Segment Start: PAGE TEXT

C: Petty Officer 3rd Class Patrick Kelley

When running for office, Joe Biden made a heartfelt campaign video talking about how the only way his grandchildren will fulfill their potential is if the U.S takes “drastic action right now” to address our climate emergency.

“Science tells us that how we act or fail to act in the next twelve years will determine the very livability of our planet,” says Biden looking straight to camera.

On the campaign trail, Biden said: “No more drilling on federal lands. Period. Period. Period.” The message was simple: here was a candidate apparently willing to take action on climate.

The video was made when the climate-denying President Trump was still President, and not turning himself into a New York courthouse. In the time since Biden’s campaign statements, the warnings on the need to act faster on climate change have only gotten stronger.

Two weeks ago, the Intergovernmental Panel on Climate Change (IPCC) published its latest report that reiterated the need to take radical action right now to address our climate emergency.

Segment End: PAGE TEXT
Segment Start: AVAILABLE DATA

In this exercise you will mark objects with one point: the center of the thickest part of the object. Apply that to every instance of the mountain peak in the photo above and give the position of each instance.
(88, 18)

Segment End: AVAILABLE DATA

TASK 1:
Answer these questions from the article on Biden and climate.
(a) According to Biden, how many years will determine the livability of the planet?
(b) What did Biden say about drilling on federal lands?
(c) Which body published a report two weeks ago?
TASK 2: List every person named in the article on Biden and climate.
TASK 3: Copy everything in the article on Biden and climate from "On the campaign" down to "only gotten stronger.".

YOUR RESPONSE 1:
(a) The next twelve years.
(b) "No more drilling on federal lands. Period. Period. Period."
(c) The Intergovernmental Panel on Climate Change (IPCC).

YOUR RESPONSE 2:
Patrick Kelley
Joe Biden
Trump

YOUR RESPONSE 3:
On the campaign trail, Biden said: “No more drilling on federal lands. Period. Period. Period.” The message was simple: here was a candidate apparently willing to take action on climate.

The video was made when the climate-denying President Trump was still President, and not turning himself into a New York courthouse. In the time since Biden’s campaign statements, the warnings on the need to act faster on climate change have only gotten stronger.